### TASK REQUIREMENTS:
#1 According to the essay on teaching biodiversity, at what three levels can nature's variety be observed?
#2 Continue the essay on teaching biodiversity from the point where it stops.

(Beginning of EXTRACT)

Anna Neena George
Biological diversity deals with the degree of nature’s variety in the biosphere. This variety can be observed at three levels – genetic diversity – the genetic variability within a species; the variety of species within a community, and the organization of species in an area into distinctive plant and animal communities.
In most science textbooks, a lesson on biodiversity more often than not begins with definitions and teachers too religiously follow this method of teaching. The textbook also deals with the number of species and goes on to talk about species that are rare, extinct, endemic, endangered, threatened, ex-situ or in-situ conservation, and hotspots of biodiversity. All these are new and high sounding terms. Students probably think, ‘Why do we have to learn about so many plants and animals?’, ‘Why learn so many new terms?’, ‘Are these important for exams’? This approach to teaching biodiversity gives a totally theoretical idea about this very important field, turning it into something that is devoid of any relationship to real life. The students may certainly memorize all these facts and still remain ignorant about the biodiversity existing around them. The fact that we owe the variety of food that we eat to biodiversity is never touched upon in a way that would impact the students.

(End of EXTRACT)
(Beginning of SUPPLIED INFORMATION)

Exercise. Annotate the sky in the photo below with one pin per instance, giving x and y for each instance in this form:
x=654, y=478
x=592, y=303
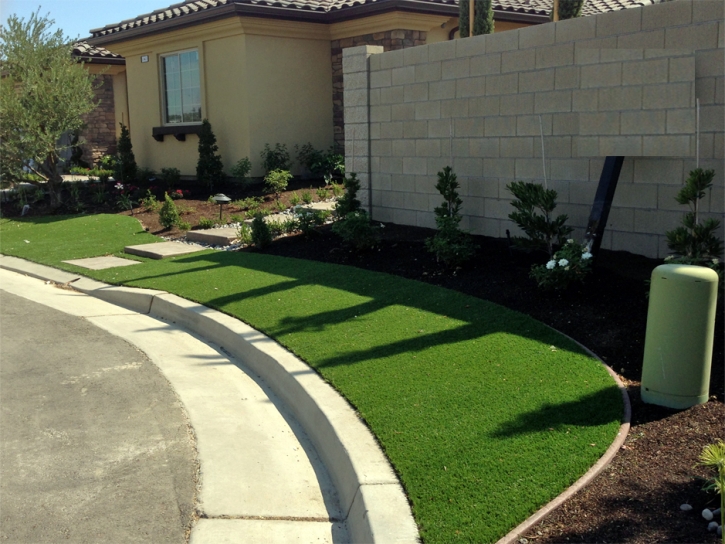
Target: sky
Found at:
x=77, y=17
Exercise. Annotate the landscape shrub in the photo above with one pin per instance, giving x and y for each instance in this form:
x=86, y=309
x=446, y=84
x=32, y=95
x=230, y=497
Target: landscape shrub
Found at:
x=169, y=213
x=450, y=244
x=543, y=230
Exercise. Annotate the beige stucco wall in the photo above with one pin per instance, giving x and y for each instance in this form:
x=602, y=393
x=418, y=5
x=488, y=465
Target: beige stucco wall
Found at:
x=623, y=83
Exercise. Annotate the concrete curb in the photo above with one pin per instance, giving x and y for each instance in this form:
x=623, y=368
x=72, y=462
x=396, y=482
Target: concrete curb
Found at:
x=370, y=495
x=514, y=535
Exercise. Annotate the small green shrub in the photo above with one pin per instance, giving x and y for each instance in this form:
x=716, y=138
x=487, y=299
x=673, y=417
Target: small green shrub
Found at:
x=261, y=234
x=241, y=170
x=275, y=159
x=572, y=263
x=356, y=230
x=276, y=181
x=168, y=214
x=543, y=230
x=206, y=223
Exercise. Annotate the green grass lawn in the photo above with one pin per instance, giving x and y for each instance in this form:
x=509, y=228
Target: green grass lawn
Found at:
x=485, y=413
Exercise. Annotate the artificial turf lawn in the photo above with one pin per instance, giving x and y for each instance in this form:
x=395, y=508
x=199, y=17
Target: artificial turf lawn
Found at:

(End of SUPPLIED INFORMATION)

### RESULTS FOR EACH TASK:
#1 Genetic variability within a species, the variety of species within a community, and the organization of species in an area into distinctive plant and animal communities.

#2
The two main ideas to be presented are: biodiversity is found everywhere and biodiversity makes life on earth possible. The objective is to create awareness about the bounty of biodiversity on earth which students are not conscious of and to impress upon them the responsibility to use it judiciously, conserve it for future generations to ensure life on earth.
Nature has the innate ability to rejuvenate and sustain life on earth and biodiversity is the key element which aids nature to do it. The study of biodiversity reveals these secrets of nature to the students rather than a few definitions.